(Brano selezionato)
Il razzismo e la discriminazione continuano nel nostro secolo
Tristemente noto l'editto del 1933 del terzo Reich nella Germania nazista che la riporta: unica tra le malattie neurologiche, insieme alla schizofrenia, per cui veniva richiesta la sterilizzazione forzata. Dall'altra parte dell'oceano, un medico americano di nome Davenport, in epoca anche precedente, riservava ai malati di corea considerazioni razziste altrettanto discriminanti.
La scoperta del gene: lo studio di una famiglia venezuelana e napoletana
Un grande contributo alla conoscenza della malattia si deve all'identificazione di interi nuclei familiari affetti da tale patologia che ha consentito la successiva scoperta del gene responsabile e della causa. La più nota concentrazione di malati di corea di Huntington si trova nella zona di Maracaibo, in Venezuela, dove attualmente ne soffre una famiglia di circa 14.000 persone. L'origine della diffusione della malattia in quest'area si deve a un marinaio nord europeo che sbarcò sulle coste venezuelane all'inizio del 1800, in un villaggio di pescatori nello stato di Zulia. La malattia fu trasmessa ai figli e causò una grande diffusione in quell’area, provocando una devastazione della popolazione in quel territorio.

(Voci elencate)
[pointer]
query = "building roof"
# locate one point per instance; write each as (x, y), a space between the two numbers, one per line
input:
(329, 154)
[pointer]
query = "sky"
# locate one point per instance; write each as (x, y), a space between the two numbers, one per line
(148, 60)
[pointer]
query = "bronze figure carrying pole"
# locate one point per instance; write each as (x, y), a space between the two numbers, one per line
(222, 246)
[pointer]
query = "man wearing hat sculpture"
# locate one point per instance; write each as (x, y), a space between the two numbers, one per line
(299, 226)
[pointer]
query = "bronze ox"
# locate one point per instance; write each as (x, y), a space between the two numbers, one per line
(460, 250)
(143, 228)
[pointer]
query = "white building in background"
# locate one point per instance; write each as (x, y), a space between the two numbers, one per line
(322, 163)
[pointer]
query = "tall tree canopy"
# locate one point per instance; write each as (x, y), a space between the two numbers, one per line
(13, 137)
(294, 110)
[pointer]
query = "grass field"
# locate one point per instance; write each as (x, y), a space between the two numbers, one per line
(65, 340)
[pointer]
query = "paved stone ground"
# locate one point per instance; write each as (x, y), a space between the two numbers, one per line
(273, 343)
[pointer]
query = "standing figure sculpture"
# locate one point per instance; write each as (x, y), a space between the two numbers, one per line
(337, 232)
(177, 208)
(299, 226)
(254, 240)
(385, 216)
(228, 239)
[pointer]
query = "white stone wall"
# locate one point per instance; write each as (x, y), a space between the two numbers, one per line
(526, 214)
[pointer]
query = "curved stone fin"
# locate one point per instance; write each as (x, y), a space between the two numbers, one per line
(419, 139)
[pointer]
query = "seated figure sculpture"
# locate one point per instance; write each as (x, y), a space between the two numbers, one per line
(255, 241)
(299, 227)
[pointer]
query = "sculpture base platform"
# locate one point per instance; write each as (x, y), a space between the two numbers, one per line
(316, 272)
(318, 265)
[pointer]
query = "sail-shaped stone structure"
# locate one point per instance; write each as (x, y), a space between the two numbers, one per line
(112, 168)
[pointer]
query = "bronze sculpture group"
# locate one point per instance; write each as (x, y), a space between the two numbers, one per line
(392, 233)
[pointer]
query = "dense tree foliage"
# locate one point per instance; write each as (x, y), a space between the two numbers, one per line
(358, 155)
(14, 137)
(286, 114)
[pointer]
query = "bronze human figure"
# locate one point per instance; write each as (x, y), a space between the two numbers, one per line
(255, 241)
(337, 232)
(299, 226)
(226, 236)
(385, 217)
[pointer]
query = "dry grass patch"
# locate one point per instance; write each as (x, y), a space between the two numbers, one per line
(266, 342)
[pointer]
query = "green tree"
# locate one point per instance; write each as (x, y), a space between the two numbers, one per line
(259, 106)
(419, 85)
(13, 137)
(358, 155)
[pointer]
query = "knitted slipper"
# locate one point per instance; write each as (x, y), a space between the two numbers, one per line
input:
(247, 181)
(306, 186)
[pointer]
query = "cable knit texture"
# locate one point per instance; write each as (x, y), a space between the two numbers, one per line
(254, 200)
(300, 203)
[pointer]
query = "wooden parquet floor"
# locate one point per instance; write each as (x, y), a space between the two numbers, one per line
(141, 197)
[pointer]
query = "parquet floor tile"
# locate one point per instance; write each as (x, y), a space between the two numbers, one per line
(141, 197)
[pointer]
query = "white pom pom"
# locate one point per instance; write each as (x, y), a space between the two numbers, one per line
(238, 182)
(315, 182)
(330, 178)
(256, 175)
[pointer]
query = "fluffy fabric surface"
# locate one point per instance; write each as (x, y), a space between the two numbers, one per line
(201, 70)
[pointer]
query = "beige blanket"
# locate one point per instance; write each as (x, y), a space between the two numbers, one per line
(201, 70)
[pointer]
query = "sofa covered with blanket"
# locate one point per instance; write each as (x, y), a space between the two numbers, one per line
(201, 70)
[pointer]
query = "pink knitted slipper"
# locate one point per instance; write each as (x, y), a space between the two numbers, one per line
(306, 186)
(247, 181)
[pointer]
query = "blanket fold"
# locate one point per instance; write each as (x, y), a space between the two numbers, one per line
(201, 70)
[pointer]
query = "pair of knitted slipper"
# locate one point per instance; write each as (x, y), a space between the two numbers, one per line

(Domande sul materiale)
(A) Trascriva dal brano sulla corea di Huntington il passo che comincia con "La scoperta del" e prosegue fino a "in quel territorio.".
(B) Secondo il brano sulla corea di Huntington, in quale zona del Venezuela si trova la più nota concentrazione di malati?
(C) Riprenda il brano sulla corea di Huntington, proseguendo dopo l'ultima frase riportata.
Il materiale non è necessario per svolgere questi esercizi.

(Soluzioni degli esercizi)
(A)
La scoperta del gene: lo studio di una famiglia venezuelana e napoletana
Un grande contributo alla conoscenza della malattia si deve all'identificazione di interi nuclei familiari affetti da tale patologia che ha consentito la successiva scoperta del gene responsabile e della causa. La più nota concentrazione di malati di corea di Huntington si trova nella zona di Maracaibo, in Venezuela, dove attualmente ne soffre una famiglia di circa 14.000 persone. L'origine della diffusione della malattia in quest'area si deve a un marinaio nord europeo che sbarcò sulle coste venezuelane all'inizio del 1800, in un villaggio di pescatori nello stato di Zulia. La malattia fu trasmessa ai figli e causò una grande diffusione in quell’area, provocando una devastazione della popolazione in quel territorio.

(B) Nella zona di Maracaibo.

(C)
Quasi ogni famiglia di poveri pescatori, in una delle più degradate aree della terra, ospita uno o più malati di Huntington. Dal 1979, una spedizione di medici e ricercatori dagli Stati Uniti ha cominciato a studiare e analizzare quei casi di Còrea, raggiungendo l'obiettivo di identificare prima la regione cromosomica, nel 1983 e poi il gene responsabile della malattia, nel 1993. È enorme il contributo che quella popolazione ha dato alla ricerca scientifica sulla malattia, ed è rilevante e noto a pochi, che a quella scoperta abbia contribuito anche una famiglia di origine Italiana, residente nel napoletano, seguita da ricercatori italiani e descritta per la prima volta nel 1992.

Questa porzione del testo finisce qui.